- **MATERIAL TO PROCESS**:
┌──
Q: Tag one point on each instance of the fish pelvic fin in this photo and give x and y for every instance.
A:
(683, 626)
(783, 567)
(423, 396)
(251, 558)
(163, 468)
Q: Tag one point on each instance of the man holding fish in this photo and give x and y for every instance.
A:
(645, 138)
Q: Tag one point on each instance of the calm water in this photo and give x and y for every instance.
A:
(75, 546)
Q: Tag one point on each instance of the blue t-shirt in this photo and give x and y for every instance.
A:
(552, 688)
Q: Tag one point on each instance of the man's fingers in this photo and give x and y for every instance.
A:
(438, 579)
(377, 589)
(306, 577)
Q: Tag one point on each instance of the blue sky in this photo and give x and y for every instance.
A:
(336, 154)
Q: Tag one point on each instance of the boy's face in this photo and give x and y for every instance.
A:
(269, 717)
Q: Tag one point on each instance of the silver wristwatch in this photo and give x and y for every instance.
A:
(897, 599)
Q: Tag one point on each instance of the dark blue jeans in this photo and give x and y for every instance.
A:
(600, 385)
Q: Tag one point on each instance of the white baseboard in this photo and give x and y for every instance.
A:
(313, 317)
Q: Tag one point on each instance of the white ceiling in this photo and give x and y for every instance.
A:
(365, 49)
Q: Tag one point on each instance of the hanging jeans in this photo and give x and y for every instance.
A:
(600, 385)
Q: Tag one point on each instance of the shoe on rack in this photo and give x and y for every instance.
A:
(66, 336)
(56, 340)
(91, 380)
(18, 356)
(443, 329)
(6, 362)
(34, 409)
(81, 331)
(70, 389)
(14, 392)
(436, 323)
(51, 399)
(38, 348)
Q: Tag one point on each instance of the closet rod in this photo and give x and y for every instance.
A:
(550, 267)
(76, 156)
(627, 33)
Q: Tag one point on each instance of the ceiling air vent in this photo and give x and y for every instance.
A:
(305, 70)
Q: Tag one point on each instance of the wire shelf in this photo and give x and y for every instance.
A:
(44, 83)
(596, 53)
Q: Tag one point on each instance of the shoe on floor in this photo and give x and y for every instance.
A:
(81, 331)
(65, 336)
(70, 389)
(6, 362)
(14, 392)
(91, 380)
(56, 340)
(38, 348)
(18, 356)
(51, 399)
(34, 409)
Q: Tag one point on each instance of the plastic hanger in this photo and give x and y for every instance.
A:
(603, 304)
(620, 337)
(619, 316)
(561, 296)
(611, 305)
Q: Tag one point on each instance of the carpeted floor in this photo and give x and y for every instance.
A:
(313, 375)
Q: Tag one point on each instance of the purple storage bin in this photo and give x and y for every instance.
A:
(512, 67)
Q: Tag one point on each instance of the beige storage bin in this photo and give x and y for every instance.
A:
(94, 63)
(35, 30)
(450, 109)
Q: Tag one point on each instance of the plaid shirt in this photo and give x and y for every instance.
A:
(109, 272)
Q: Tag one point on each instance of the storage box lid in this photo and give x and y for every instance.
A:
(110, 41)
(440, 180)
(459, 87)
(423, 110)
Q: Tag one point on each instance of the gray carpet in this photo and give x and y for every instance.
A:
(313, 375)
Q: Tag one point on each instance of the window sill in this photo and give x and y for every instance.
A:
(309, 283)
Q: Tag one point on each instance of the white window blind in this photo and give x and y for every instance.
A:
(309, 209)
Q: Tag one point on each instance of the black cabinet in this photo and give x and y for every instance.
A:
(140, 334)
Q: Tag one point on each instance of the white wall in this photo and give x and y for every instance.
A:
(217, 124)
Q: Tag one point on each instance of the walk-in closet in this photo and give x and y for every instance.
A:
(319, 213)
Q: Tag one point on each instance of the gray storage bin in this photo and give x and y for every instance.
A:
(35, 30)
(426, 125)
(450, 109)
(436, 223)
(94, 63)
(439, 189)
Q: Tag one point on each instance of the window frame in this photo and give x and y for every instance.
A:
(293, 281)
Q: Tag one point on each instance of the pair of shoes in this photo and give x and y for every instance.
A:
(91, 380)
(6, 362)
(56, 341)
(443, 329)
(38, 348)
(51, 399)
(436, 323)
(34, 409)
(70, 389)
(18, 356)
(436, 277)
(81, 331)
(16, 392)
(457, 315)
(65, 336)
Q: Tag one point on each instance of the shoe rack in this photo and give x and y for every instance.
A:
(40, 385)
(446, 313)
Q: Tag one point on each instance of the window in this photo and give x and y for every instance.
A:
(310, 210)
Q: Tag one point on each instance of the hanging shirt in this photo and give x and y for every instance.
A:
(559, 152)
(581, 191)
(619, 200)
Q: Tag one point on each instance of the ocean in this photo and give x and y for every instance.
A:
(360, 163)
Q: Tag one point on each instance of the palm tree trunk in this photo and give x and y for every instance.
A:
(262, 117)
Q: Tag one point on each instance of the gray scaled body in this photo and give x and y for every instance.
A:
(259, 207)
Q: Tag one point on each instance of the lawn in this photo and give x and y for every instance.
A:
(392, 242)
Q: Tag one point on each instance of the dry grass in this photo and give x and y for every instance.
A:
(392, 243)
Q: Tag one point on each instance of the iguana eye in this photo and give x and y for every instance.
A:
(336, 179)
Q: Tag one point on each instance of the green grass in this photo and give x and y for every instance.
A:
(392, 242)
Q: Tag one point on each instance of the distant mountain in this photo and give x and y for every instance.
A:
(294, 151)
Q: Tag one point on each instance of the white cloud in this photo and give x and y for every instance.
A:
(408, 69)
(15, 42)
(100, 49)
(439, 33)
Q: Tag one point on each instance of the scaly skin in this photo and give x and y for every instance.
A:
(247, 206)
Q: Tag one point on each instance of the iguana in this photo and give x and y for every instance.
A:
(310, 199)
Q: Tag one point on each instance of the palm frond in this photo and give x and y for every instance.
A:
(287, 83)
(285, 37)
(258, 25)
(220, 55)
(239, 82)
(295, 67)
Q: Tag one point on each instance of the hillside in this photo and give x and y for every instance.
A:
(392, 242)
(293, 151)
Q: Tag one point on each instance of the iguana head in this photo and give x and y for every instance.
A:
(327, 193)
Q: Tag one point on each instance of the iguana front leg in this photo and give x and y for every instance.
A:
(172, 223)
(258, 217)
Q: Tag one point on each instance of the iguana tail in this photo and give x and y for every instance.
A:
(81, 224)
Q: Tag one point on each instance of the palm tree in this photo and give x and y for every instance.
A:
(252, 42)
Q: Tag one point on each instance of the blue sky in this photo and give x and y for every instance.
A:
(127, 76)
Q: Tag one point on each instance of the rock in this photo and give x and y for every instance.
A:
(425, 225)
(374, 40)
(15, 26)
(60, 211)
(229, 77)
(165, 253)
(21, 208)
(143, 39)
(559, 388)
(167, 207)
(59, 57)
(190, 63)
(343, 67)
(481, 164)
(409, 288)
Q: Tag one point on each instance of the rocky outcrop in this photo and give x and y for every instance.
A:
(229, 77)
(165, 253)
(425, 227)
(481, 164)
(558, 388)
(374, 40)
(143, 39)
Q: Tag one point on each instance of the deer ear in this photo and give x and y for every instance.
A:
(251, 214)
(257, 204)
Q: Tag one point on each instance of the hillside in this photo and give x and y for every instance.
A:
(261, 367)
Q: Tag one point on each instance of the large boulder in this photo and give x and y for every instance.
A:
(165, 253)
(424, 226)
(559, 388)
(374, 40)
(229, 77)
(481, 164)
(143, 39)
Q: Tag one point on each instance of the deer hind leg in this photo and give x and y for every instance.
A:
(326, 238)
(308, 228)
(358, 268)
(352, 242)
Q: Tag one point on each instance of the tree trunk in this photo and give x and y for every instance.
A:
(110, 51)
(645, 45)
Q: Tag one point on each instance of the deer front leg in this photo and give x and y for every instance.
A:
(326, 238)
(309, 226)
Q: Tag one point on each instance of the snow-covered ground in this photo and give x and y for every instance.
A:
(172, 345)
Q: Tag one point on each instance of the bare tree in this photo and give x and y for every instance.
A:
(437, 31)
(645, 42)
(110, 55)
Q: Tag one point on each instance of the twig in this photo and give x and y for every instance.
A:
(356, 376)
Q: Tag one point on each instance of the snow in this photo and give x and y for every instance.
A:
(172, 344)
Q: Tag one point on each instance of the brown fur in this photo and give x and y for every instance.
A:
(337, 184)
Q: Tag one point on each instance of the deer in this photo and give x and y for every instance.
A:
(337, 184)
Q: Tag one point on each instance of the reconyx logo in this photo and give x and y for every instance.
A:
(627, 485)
└──
- **WHAT IS NEEDED**:
Please output the lines of the listing above that fall in the stretch from the one with "Q: Tag one point on each instance of the green" through the one with "Q: Tag one point on each instance of the rock in", exactly and only those.

- **EXERCISE OUTPUT**:
Q: Tag one point on each instance of the green grass in this photo and give x and y for every instance.
A:
(392, 242)
Q: Tag one point on each instance of the distant mountain in this photo and give x and y for every instance.
A:
(294, 151)
Q: Tag one point on each instance of the white cloud in this photo and give x and y for every instance.
A:
(408, 69)
(15, 42)
(100, 49)
(439, 33)
Q: Tag one point on each instance of the scaly skin in this photo and give x and y for every instance.
A:
(247, 206)
Q: Tag one point on each instance of the iguana in this photo and give x and y for every instance.
A:
(310, 199)
Q: Tag one point on each instance of the palm frond in this photo and give x and y for every instance.
A:
(287, 83)
(285, 37)
(258, 25)
(220, 55)
(239, 82)
(295, 67)
Q: Tag one point on each instance of the hillside in this photo and give x and y for every instance.
A:
(392, 242)
(293, 151)
Q: Tag one point on each instance of the iguana head in this photo and give x and y for every instance.
A:
(327, 193)
Q: Tag one point on each instance of the iguana front leg in this photo and give x and y for every instance.
A:
(172, 223)
(258, 217)
Q: Tag one point on each instance of the iguana tail in this photo and give x and y for every instance.
A:
(81, 224)
Q: Tag one point on each instance of the palm tree in this photo and give x and y for every instance.
A:
(252, 42)
Q: Tag one point on each instance of the blue sky in this photo and give x and y for every instance.
A:
(127, 76)
Q: Tag one point on each instance of the rock in this photo and give x and y for every instance.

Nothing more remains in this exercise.